Napoléon entre et couche dans les palais de Vienne, de Berlin, de Varsovie, de Madrid, de Moscou. Il est le roi des rois.

À Milan, il s'est fait couronner roi d'Italie. Son frère Joseph est roi de Naples avant d'être roi d'Espagne. Son frère Louis est roi de Hollande. Sa sœur Elisa est princesse de Lucques. Les maréchaux d'Empire deviennent à leur tour rois selon le bon plaisir de l'Empereur.

Ses soldats sont à Lisbonne et sur les bords du Niémen. Ils occupent Naples et Rome.


Cette légende napoléonienne n'imprègne pas seulement la France, elle bouleverse l'Europe, dont elle modifie l'équilibre et change l'âme.

La Grande Armée apporte dans ses fontes le Code civil, mais aussi les semences de la révolte contre cette France impériale qui annexe et qui s'institue, de la Russie au Portugal, maîtresse du destin des peuples.

Or ceux-ci, de Madrid à Berlin, du Tyrol à Naples, affirment leur identité.

Fichte écrit ses premiers Discours à la nation allemande (1807) et Goya peint les insurgés qui, el dos y el tres de Mayo – les 2 et 3 mai 1808 –, attaquent les troupes françaises à Madrid, puis dans toute l'Espagne et sont réprimés.


De 1804 à 1809 s'esquisse l'Europe du xixe siècle et de la plus grande partie du xxe, dans laquelle les nations, nouant et dénouant leurs alliances, s'affrontent dans des guerres dont ces cinq années napoléoniennes auront été les ferments.

L'âme même de la France est profondément modelée par cette période où se fixent son destin, celui de l'Empire napoléonien et le regard que ce pays porte sur lui-même et sur l'Europe.

**MATÉRIEL**:

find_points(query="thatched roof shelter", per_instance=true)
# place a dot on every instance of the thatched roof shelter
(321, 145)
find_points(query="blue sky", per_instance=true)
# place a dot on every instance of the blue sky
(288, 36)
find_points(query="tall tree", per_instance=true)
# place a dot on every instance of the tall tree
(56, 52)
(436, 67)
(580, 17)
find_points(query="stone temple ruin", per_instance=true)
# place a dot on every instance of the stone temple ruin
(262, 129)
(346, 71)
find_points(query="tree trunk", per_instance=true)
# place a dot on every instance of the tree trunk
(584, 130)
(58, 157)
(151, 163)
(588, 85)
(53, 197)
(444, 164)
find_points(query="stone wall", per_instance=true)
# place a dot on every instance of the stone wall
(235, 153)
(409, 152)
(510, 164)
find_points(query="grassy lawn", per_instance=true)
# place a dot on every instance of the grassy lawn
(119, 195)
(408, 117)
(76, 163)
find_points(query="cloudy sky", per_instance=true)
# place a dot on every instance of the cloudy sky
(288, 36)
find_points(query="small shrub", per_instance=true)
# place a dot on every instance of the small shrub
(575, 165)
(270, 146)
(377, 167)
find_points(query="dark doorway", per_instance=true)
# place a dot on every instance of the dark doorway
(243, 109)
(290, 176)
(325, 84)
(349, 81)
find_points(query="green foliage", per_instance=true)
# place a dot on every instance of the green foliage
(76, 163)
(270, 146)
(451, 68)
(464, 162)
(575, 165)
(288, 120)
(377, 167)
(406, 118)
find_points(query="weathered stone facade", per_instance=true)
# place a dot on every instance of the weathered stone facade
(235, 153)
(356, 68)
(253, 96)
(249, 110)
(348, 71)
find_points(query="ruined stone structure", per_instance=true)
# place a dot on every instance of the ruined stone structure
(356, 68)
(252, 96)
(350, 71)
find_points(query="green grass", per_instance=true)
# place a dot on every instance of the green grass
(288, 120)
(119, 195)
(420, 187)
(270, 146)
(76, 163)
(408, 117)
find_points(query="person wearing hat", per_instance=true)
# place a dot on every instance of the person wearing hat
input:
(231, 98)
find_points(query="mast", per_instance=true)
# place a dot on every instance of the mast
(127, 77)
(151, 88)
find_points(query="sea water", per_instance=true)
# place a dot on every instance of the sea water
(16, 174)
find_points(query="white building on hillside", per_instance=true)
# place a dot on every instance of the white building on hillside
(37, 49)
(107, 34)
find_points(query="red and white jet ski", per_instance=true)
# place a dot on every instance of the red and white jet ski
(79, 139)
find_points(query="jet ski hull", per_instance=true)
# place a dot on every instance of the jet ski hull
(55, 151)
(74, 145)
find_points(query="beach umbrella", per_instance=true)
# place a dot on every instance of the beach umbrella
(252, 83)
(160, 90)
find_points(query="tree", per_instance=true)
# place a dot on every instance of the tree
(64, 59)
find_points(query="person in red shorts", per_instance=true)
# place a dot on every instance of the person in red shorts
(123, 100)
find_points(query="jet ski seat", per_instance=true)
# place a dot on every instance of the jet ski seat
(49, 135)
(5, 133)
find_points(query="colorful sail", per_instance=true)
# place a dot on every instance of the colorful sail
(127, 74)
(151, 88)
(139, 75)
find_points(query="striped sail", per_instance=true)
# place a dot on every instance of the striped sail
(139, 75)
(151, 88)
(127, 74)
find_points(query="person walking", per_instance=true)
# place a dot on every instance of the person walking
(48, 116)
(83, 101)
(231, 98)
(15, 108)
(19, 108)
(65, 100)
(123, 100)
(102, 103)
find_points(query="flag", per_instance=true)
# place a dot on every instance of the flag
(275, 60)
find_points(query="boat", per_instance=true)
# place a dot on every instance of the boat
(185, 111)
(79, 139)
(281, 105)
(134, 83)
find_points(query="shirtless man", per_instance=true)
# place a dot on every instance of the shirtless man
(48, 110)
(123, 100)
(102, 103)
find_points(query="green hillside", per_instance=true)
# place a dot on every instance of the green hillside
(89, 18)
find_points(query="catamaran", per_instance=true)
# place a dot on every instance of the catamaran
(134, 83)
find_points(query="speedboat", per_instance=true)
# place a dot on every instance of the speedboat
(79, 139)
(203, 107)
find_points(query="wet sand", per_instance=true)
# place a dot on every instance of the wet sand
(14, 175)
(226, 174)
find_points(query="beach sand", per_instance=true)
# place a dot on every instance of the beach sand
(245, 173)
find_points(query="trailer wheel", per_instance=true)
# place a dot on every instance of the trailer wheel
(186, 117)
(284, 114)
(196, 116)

**À FAIRE**:
Recopiez sans rien changer le passage de l'extrait sur l'Europe napoléonienne qui commence à « Ses soldats sont » et se termine à « et change l'âme. ».

**CORRIGÉ**:
Ses soldats sont à Lisbonne et sur les bords du Niémen. Ils occupent Naples et Rome.


Cette légende napoléonienne n'imprègne pas seulement la France, elle bouleverse l'Europe, dont elle modifie l'équilibre et change l'âme.